* Record extracts *
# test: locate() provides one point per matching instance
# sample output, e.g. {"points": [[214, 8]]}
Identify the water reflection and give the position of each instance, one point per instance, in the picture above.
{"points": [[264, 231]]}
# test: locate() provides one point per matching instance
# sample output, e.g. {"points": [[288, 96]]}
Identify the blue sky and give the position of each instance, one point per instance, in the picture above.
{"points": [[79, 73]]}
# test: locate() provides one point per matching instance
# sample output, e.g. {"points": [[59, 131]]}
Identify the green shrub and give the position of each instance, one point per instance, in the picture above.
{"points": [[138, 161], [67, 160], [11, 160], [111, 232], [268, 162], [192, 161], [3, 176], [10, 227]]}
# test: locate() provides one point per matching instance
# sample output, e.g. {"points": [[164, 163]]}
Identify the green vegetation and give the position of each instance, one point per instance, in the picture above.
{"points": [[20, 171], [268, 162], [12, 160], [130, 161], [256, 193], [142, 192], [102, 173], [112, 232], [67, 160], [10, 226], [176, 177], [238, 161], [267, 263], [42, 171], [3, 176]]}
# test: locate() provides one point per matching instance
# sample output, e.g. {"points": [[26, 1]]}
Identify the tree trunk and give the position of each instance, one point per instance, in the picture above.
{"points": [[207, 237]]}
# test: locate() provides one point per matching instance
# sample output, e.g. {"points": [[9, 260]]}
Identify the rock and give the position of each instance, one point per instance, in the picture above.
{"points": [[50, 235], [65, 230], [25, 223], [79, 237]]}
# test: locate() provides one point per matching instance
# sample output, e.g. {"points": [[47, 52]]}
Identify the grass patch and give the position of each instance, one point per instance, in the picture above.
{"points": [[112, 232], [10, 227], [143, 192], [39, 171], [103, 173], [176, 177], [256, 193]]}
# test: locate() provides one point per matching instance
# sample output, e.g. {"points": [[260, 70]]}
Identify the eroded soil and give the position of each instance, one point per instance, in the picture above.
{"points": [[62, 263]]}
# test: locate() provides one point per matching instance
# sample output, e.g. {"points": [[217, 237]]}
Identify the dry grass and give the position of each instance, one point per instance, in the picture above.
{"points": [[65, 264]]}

--

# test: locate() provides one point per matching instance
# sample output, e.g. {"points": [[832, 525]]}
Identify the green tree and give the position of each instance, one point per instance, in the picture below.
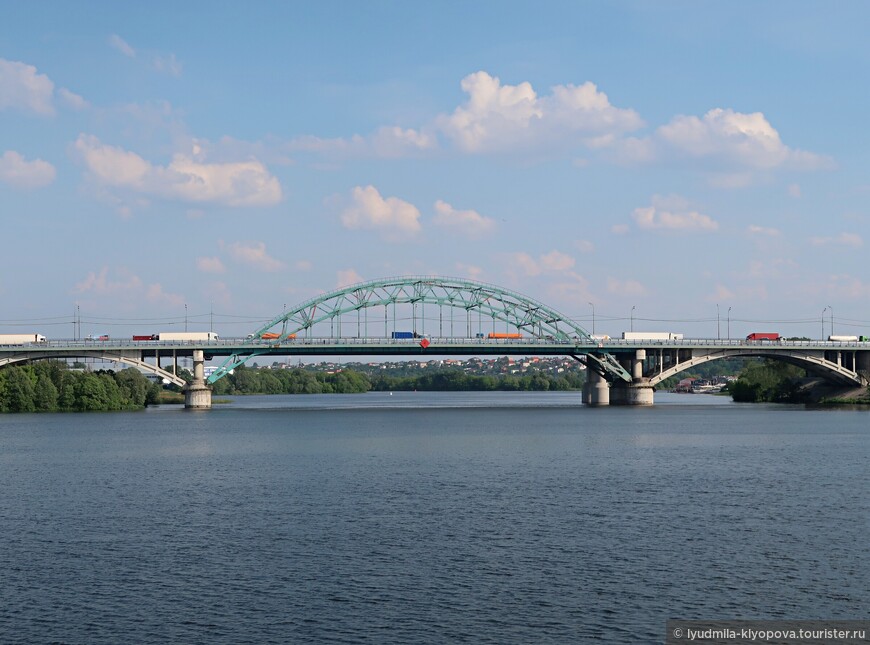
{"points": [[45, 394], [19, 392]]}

* Problem description *
Scan the listing for "sample" and copy out each line that has it.

* Expected answer *
# sample output, e.g. {"points": [[214, 8]]}
# sample output, e.g. {"points": [[288, 96]]}
# sample output, e.g. {"points": [[59, 131]]}
# sample output, e.g. {"points": [[164, 163]]}
# sample output, e.g. {"points": [[26, 1]]}
# sample output, e.g. {"points": [[9, 260]]}
# sample output, e.g. {"points": [[47, 52]]}
# sample output, e.g. {"points": [[260, 70]]}
# sample output, e.g. {"points": [[217, 237]]}
# sample output, e.g. {"points": [[832, 525]]}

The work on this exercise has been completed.